--- Document extract ---
This is an archive of the discontinued LLVM Phabricator instance.

[NFC][clang] Return std::strings built from raw_string_ostreams more efficiently
ClosedPublic

Authored by logan-5 on Dec 8 2021, 12:26 PM.

Details

Summary

Returning OS.str() is guaranteed to copy the underlying string, whereas OS.flush(); return Underlying; makes Underlying a candidate for NRVO, or at worst, implicit move.

To keep this kind of inefficiency at bay in the future, the fast code should probably be made easier to type than the slow code (as it's currently the opposite). Perhaps this could be solved by:

  • making raw_string_ostream guarantee+document that it does not need to be flush()ed (similar to raw_svector_ostream), and/or
  • making raw_string_ostream::str() return a StringRef rather than std::string&, to discourage using it to initialize std::strings

Implementing those two ideas would make simply return Underlying; the natural, correct, and efficient choice. They are, however, out of scope for this patch.

Diff Detail

Event Timeline

logan-5 created this revision.Dec 8 2021, 12:26 PM
logan-5 requested review of this revision.Dec 8 2021, 12:26 PM
Quuxplusone added inline comments.
clang/include/clang/StaticAnalyzer/Checkers/SValExplainer.h
36

FWIW, it appears to me that in most (all?) of these cases, what's really wanted is not "a string and a stream" but rather "a stream that owns a string" (std::ostringstream or the LLVM-codebase equivalent thereof). Then the return can be return std::move(OS).str(); — for std::ostringstream, this Does The Right Thing since C++20, and if LLVM had its own stringstream it could make it Do The Right Thing today.
https://en.cppreference.com/w/cpp/io/basic_ostringstream/str

logan-5 added inline comments.Dec 8 2021, 1:46 PM
clang/include/clang/StaticAnalyzer/Checkers/SValExplainer.h
36

True enough. Although return std::move(OS).str(); is still much harder to type than the less efficient return OS.str();, and it requires at minimum a move of the underlying string--whereas return Str; is the easiest of all to type, and it opens things up for NRVO. If (as I said in the patch summary) raw_string_ostream were changed to be guaranteed to not need flushing, return Str; would IMHO be cemented as the clear winner.
--- Provided records ---
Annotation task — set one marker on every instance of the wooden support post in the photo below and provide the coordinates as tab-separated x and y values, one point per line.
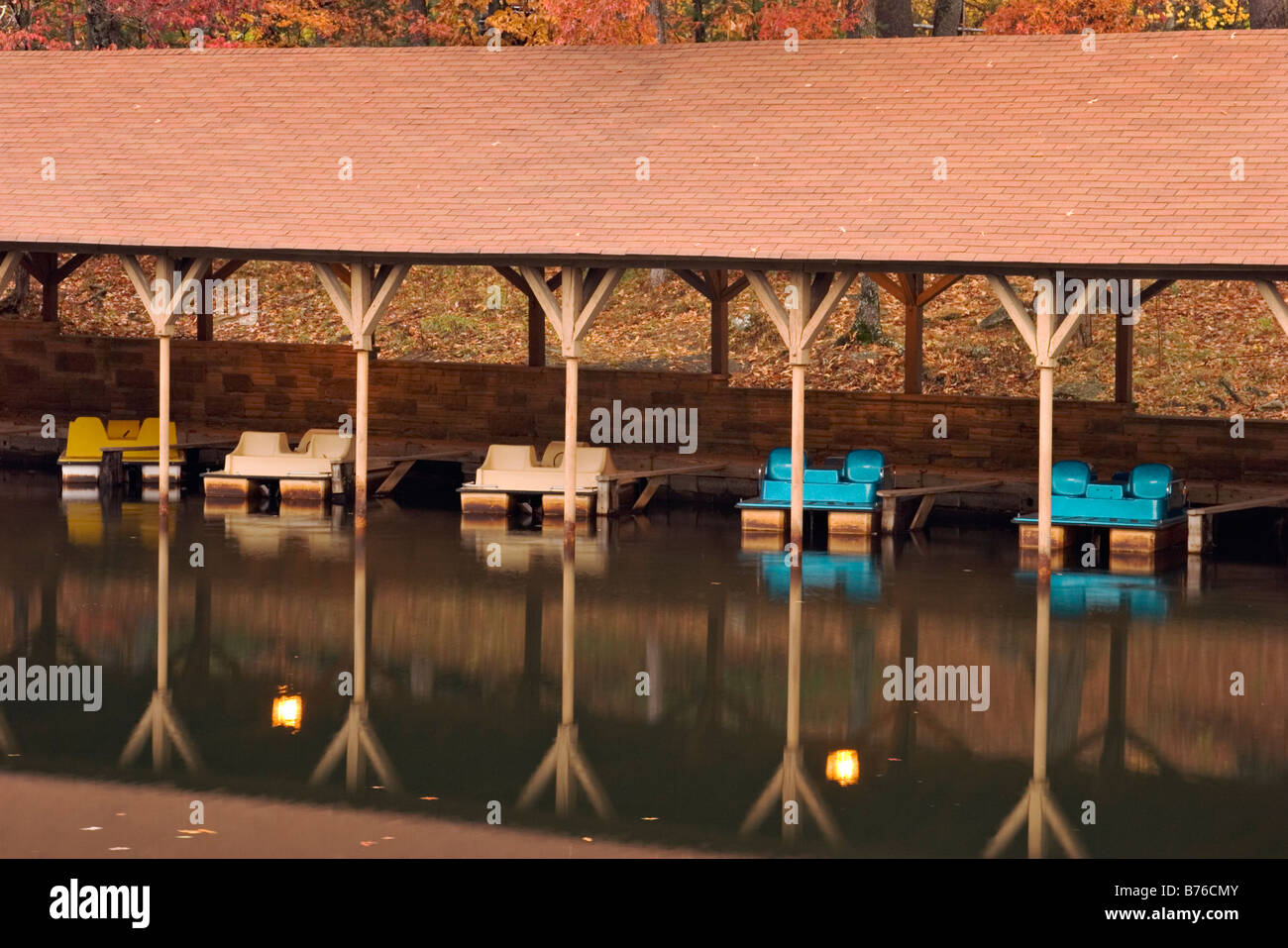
361	278
163	300
50	290
1046	407
912	335
361	301
163	270
583	299
11	265
716	279
1124	355
1044	342
799	325
572	303
536	334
---
* [Required tasks]
1 – Translate this sentence from the code review thread into Spanish: "Returning OS.str() is guaranteed to copy the underlying string, whereas OS.flush(); return Underlying; makes Underlying a candidate for NRVO, or at worst, implicit move."
2 – Write a continuation of the code review thread on raw_string_ostream, picking up after its last sentence.

* [Results for each task]
1 – Devolver OS.str() garantiza que se copie la cadena subyacente, mientras que OS.flush(); return Underlying; convierte a Underlying en candidata para NRVO o, en el peor de los casos, para un movimiento implícito.

2 –
That said, you're clearly right that all these cases are semantically trying to do "a stream that owns a string", and it's clunky to execute with the existing APIs.

I don't feel strongly, but IMO the code might be a bit harder to read/maintain with the explicit flush. I worry that it'd be easy to move the flush() away from the return. Not sure I'm right; could just be familiarity with str().

Have you considered other options? Two below.

One option:

std::string Result;
{
  llvm::raw_string_ostream OS(Str);
  OS << ...;
}
return Result;

which in branch-free cases could shorten to:

std::string Str;
llvm::raw_string_ostream(Str) << ...;
return Str;

I personally find the lifetime a bit more obvious than the explicit flush call.

Another option:

std::string Result;
llvm::raw_string_ostream OS(Str);
OS << ...;
return OS.take();

Where raw_string_ostream::take() is just return std::move(str()). It doesn't get NRVO, but I'm not sure that really matters in most of these places. Benefit is that it's a minimal change and the name is clear / matches other LLVM things.

clang/lib/AST/DeclarationName.cpp
236–240 ↗(On Diff #392864)

For trivial cases like this, maybe it'd be worth creating a helper function that gets reused. Maybe called llvm::raw_string_ostream::toString():

template <class T>
std::string raw_string_ostream::toString(const T &V) {
  std::string Result;
  raw_string_ostream(Result) << V;
  return Result;
}

and the code here would be:

return llvm::raw_string_ostream::toString(*this);
dexonsmith added inline comments.Dec 8 2021, 4:06 PM
clang/include/clang/StaticAnalyzer/Checkers/SValExplainer.h
36

If (as I said in the patch summary) raw_string_ostream were changed to be guaranteed to not need flushing

This sounds like a one-line patch; might be better to just do it rather than having to churn all these things twice.

I don't feel strongly, but IMO the code might be a bit harder to read/maintain with the explicit flush. I worry that it'd be easy to move the flush() away from the return. Not sure I'm right; could just be familiarity with str().

I definitely hear you. I don't really mind it personally, and I did it this way because I saw precedent in a couple spots (there's one on CompilerInvocation.cpp:653, several in clangd, etc.). I definitely see how it could be a little bit spooky though.

std::string Str;
llvm::raw_string_ostream(Str) << ...;
return Str;

I like this idea. I'd be happy to go back through and change the simple ones to this pattern.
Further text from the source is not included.